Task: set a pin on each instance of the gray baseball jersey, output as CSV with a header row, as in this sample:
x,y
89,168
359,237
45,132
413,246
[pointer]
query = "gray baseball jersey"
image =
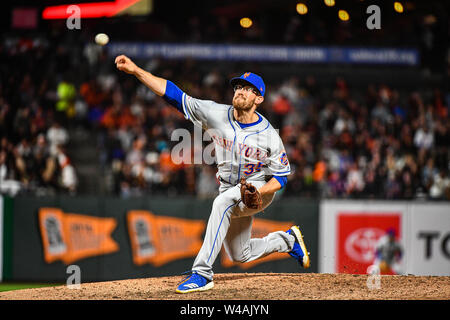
x,y
255,152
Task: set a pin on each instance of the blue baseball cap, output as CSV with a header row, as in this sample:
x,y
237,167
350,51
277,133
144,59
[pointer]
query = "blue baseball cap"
x,y
251,78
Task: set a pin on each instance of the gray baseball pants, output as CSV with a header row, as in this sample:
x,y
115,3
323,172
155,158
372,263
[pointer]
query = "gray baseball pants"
x,y
230,224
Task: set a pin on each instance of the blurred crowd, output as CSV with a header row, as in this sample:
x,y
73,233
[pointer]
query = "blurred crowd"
x,y
342,142
34,135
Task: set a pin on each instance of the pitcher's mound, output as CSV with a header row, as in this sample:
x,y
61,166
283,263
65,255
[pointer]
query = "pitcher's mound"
x,y
254,286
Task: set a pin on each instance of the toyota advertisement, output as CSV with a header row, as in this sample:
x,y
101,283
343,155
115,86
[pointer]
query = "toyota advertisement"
x,y
395,237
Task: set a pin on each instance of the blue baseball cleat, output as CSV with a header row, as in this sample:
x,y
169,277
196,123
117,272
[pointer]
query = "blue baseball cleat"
x,y
194,282
299,251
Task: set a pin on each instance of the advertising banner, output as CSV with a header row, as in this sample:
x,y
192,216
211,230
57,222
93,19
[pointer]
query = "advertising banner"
x,y
430,238
298,54
358,235
1,238
350,232
71,237
159,239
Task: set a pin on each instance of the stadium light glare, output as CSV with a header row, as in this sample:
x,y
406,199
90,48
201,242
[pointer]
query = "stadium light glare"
x,y
302,8
343,15
246,22
398,7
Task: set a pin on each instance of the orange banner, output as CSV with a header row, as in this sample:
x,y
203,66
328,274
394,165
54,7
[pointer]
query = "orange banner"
x,y
159,239
260,229
71,237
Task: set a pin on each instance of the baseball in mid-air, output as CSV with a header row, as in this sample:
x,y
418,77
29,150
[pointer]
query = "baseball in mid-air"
x,y
101,39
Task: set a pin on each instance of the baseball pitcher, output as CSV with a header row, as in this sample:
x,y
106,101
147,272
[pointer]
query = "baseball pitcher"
x,y
252,166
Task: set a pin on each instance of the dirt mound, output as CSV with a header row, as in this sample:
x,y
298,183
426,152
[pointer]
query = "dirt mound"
x,y
252,286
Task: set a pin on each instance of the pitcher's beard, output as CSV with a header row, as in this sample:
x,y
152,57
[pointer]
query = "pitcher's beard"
x,y
239,103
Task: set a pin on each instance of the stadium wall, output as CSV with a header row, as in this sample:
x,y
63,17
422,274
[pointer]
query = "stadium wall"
x,y
114,238
349,231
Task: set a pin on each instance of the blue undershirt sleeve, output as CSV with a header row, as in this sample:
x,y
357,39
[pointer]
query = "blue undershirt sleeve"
x,y
174,96
282,180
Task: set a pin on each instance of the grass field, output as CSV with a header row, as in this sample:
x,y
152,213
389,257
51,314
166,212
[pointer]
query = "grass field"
x,y
19,286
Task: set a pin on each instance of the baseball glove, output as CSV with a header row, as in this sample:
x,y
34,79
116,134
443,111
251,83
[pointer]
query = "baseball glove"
x,y
250,195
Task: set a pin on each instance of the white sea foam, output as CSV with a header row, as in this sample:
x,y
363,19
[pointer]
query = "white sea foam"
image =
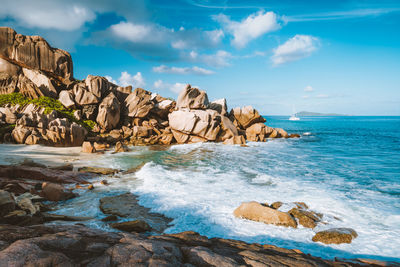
x,y
200,185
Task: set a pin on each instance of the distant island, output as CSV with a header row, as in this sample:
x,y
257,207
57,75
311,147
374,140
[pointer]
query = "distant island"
x,y
308,113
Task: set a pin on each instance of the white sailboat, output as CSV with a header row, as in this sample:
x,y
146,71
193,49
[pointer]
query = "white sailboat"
x,y
294,117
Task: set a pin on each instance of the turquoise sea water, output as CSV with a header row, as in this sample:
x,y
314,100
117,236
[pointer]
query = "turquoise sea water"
x,y
347,168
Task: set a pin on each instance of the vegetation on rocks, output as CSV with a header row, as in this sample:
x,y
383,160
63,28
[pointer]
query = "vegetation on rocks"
x,y
48,104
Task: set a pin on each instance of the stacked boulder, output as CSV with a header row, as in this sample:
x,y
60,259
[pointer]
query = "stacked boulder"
x,y
33,127
30,66
196,120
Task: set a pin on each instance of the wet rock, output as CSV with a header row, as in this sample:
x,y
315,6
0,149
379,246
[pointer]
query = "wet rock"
x,y
120,147
246,116
235,140
56,192
88,147
307,219
276,205
138,226
335,236
109,112
66,98
126,205
260,213
18,173
64,167
256,132
75,245
220,106
109,218
10,115
98,170
7,203
192,98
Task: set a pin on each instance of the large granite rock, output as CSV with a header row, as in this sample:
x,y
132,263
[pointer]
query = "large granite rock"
x,y
201,123
126,205
138,104
335,236
109,112
42,84
8,76
76,245
260,213
192,98
246,116
36,128
66,98
7,203
35,53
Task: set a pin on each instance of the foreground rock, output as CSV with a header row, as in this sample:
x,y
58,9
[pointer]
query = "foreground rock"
x,y
127,206
335,236
62,245
261,213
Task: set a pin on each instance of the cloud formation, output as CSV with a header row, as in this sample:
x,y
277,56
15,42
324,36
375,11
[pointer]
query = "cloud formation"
x,y
175,88
297,47
308,88
126,79
185,70
250,28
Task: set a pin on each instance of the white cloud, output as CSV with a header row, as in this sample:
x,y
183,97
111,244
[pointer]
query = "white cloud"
x,y
126,79
110,79
219,59
186,70
59,15
176,87
297,47
140,33
250,28
308,88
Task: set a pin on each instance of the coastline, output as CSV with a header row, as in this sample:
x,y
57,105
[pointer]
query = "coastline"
x,y
83,160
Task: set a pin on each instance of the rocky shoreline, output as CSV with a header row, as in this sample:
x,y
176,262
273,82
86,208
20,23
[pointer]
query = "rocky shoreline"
x,y
27,206
42,103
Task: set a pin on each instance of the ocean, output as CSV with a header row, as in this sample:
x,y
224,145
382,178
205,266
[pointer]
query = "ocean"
x,y
347,168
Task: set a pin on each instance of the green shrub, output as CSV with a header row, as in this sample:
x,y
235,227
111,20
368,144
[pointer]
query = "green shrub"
x,y
49,104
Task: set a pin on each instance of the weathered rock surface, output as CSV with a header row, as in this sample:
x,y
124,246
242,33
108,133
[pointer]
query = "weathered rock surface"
x,y
126,205
138,226
109,112
192,98
99,111
56,192
260,213
34,52
200,123
138,103
75,245
7,203
335,236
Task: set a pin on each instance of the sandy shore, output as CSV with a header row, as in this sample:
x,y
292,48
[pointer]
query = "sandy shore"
x,y
51,156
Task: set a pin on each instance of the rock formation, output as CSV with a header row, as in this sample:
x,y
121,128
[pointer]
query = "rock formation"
x,y
97,110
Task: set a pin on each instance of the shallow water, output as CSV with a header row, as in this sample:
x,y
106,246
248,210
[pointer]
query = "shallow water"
x,y
347,168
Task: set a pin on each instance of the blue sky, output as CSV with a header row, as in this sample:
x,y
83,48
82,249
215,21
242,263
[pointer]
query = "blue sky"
x,y
326,56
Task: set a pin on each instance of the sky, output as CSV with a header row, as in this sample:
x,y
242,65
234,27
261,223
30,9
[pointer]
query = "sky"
x,y
339,56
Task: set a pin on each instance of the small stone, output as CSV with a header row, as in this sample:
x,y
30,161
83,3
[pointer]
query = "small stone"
x,y
132,226
276,205
109,218
335,236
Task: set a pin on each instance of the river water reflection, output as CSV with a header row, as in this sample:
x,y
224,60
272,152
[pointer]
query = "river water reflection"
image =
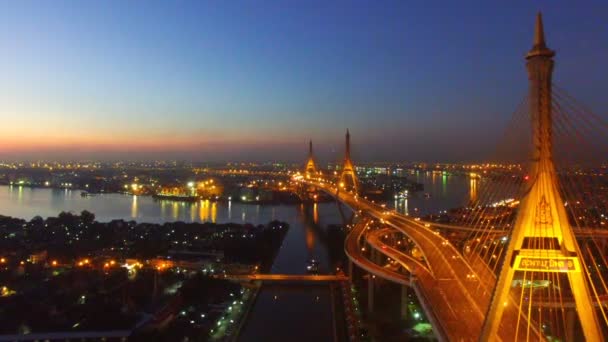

++++++++++++++++++++

Activity:
Apart from the images, everything in the records must be repeated exactly.

Exercise result:
Task: set a pin on each instance of the gray baseball jersey, output as CSV with a header row, as in this sample:
x,y
89,168
359,237
45,132
413,246
[pointer]
query = "gray baseball jersey"
image =
x,y
255,152
Task: set a pin on each instance of the blue baseball cap, output as CSV with a header row, as in this sample:
x,y
237,167
350,51
277,133
144,59
[pointer]
query = "blue baseball cap"
x,y
251,78
Task: set a pin on each instance of the gray baseball pants, output as CSV with a header row, as in this sample:
x,y
115,3
323,172
155,158
372,263
[pointer]
query = "gray baseball pants"
x,y
230,224
Task: set a pin on each instance of the blurred crowd, output as CSV with a header row, as in this sample:
x,y
73,233
[pointer]
query = "blurred crowd"
x,y
342,142
34,135
Task: set a pin on each instance of the pitcher's mound, output as CSV with a header row, as in this sample:
x,y
61,166
283,263
65,255
[pointer]
query = "pitcher's mound"
x,y
254,286
Task: set a pin on each instance of the toyota advertisement, output as CSV with a header row, as in this sample:
x,y
101,283
343,155
115,86
[pointer]
query = "toyota advertisement"
x,y
395,237
Task: set a pin on each instance of the blue baseball cleat, output as CSV with a header row, as in this sample:
x,y
169,277
196,123
117,272
[pointer]
query = "blue baseball cleat"
x,y
194,282
299,251
Task: set a pin on each instance of the advertising banner, output as CSV with a header row, as in this sample:
x,y
192,216
211,230
57,222
93,19
[pointer]
query = "advertising banner"
x,y
430,238
298,54
358,235
1,238
350,232
71,237
159,239
Task: set a pin on each instance of the stadium light glare, output as CSV with a header row, as in this sample:
x,y
406,199
90,48
201,242
[pointer]
query = "stadium light glare"
x,y
302,8
343,15
246,22
398,7
Task: set a pin on each instance of the orange banner, output as CSV with a header row, as in this sample:
x,y
203,66
328,274
394,165
54,7
[pointer]
query = "orange banner"
x,y
159,239
260,229
71,237
Task: set a pin on each instance of the baseball in mid-air, output as CSV with a header row, as in this sample:
x,y
418,77
29,150
[pointer]
query = "baseball in mid-air"
x,y
101,39
Task: set a pin on each instance of the baseball pitcher, output as CSV with a header row, as in this sample:
x,y
106,101
147,272
[pointer]
query = "baseball pitcher"
x,y
252,166
Task: set a pin on each instance of the dirt mound, output as CSV with a header row, as in this sample:
x,y
298,183
426,152
[pointer]
query = "dirt mound"
x,y
252,286
Task: set a pin on each instance of the pitcher's beard, output as CSV with a header row, as in this sample:
x,y
152,57
[pointer]
query = "pitcher's beard"
x,y
239,103
Task: set a pin on each instance of the stadium wall, output as CSV with a header row, as in this sample:
x,y
63,17
422,274
[pointer]
query = "stadium wall"
x,y
114,238
349,231
Task: set a pin on each instance of the blue undershirt sleeve, output as CSV with a header row, as in this sample:
x,y
357,39
[pointer]
query = "blue undershirt sleeve"
x,y
174,96
282,180
Task: set a pin on each instance of the grass field, output as CSV with a header row, as in this sample:
x,y
152,213
389,257
51,314
166,212
[pointer]
query = "grass field"
x,y
19,286
Task: set a pin on each instance of the baseball glove, output as CSV with a header row, as in this sample:
x,y
34,79
116,134
443,111
251,83
[pointer]
query = "baseball glove"
x,y
250,195
Task: set a pin on each instance of the white sea foam, output as CSV with a header row, as in this sample:
x,y
363,19
[pointer]
query = "white sea foam"
image =
x,y
200,185
Task: set a pin on each instance of the distant island, output as CSV with a header row, as in this sample:
x,y
257,207
57,75
311,147
374,140
[pointer]
query = "distant island"
x,y
308,113
Task: set a pin on each instance of the white sailboat, output as CSV with a header row, as in this sample:
x,y
146,71
193,49
[pointer]
query = "white sailboat"
x,y
294,117
Task: set a pin on each instance of the turquoise sea water, output as CSV with a header row, as in this sample:
x,y
314,100
117,236
[pointer]
query = "turquoise sea water"
x,y
347,168
Task: set a pin on each instance of the vegetation on rocks, output as CSV with a header row, as in this sample:
x,y
383,160
63,28
[pointer]
query = "vegetation on rocks"
x,y
48,104
Task: set a pin on each instance of the stacked boulder, output as CSV with a header row, as in this sample:
x,y
60,259
[pointer]
query = "stacked boulder"
x,y
33,127
30,66
196,120
Task: set a pin on each instance of the wet rock, output as CSV with a header row, as in this sample:
x,y
315,6
0,149
379,246
[pointer]
query = "wet rock"
x,y
120,147
246,116
235,140
56,192
88,147
307,219
276,205
138,226
335,236
109,112
66,98
126,205
260,213
18,173
64,167
256,132
75,245
220,106
109,218
10,115
98,170
7,203
192,98
Task: set a pin on each instance of the large granite rock, output as CSV with a header row, as in this sample:
x,y
132,263
[pointer]
query = "large granite rock"
x,y
201,123
126,205
138,104
335,236
109,112
42,84
8,76
76,245
260,213
192,98
246,116
36,128
66,98
7,203
35,53
Task: set a pin on each instance of the foreground rock, output as CSV with a header row, as in this sample:
x,y
58,9
[pointer]
query = "foreground rock"
x,y
127,206
335,236
62,245
261,213
Task: set a pin on each instance of the cloud formation, output as CSV with a header row, as in this sample:
x,y
277,56
15,42
324,36
375,11
[pointer]
query = "cloud formation"
x,y
175,88
297,47
308,88
126,79
185,70
250,28
Task: set a pin on each instance of the white cloud, output as CSV with a header row, as in this sample:
x,y
183,97
111,244
[pointer]
query = "white cloud"
x,y
126,79
110,79
219,59
186,70
59,15
176,87
297,47
140,33
250,28
308,88
Task: set a pin on each instance of the coastline, output as CSV with a header row, as in this sample:
x,y
57,105
[pointer]
query = "coastline"
x,y
83,160
Task: set a pin on each instance of the rocky shoreline, output as CSV with a header row, as in this sample:
x,y
176,262
273,82
86,208
20,23
[pointer]
query = "rocky shoreline"
x,y
27,206
42,103
Task: set a pin on each instance of the ocean, output as CSV with a header row, as in this sample:
x,y
224,145
382,178
205,266
[pointer]
query = "ocean"
x,y
347,168
Task: set a pin on each instance of the green shrub, output as CSV with a header row, as in this sample:
x,y
235,227
111,20
368,144
[pointer]
query = "green shrub"
x,y
49,104
Task: set a pin on each instance of the weathered rock surface, output as CSV with a header row, as in this sample:
x,y
124,246
242,33
108,133
[pointer]
query = "weathered rock surface"
x,y
126,205
138,226
109,112
192,98
99,111
56,192
260,213
34,52
200,123
138,103
75,245
7,203
335,236
Task: set a pin on each instance of the sandy shore, output as CSV with a header row, as in this sample:
x,y
292,48
[pointer]
query = "sandy shore"
x,y
51,156
Task: set a pin on each instance of the rock formation, output as CSV with a header row, as in this sample:
x,y
121,128
[pointer]
query = "rock formation"
x,y
97,110
Task: set a pin on each instance of the shallow water, output as CSV with a header row, as in this sample:
x,y
106,246
248,210
[pointer]
query = "shallow water"
x,y
347,168
Task: set a pin on each instance of the blue sky, output as CSV with a header row, as in this sample:
x,y
83,48
82,249
215,21
242,263
[pointer]
query = "blue sky"
x,y
326,56
Task: set a pin on each instance of the sky, output as CSV with a header row, as in this sample:
x,y
242,65
234,27
261,223
30,9
[pointer]
query = "sky"
x,y
339,56
Task: set a pin on each instance of the small stone, output as CSV with a header row, as in this sample:
x,y
30,161
83,3
[pointer]
query = "small stone"
x,y
132,226
276,205
109,218
335,236
Task: set a pin on each instance of the river water reflection, output as CSV with a header row, as in this sample:
x,y
224,60
272,152
[pointer]
query = "river water reflection"
image =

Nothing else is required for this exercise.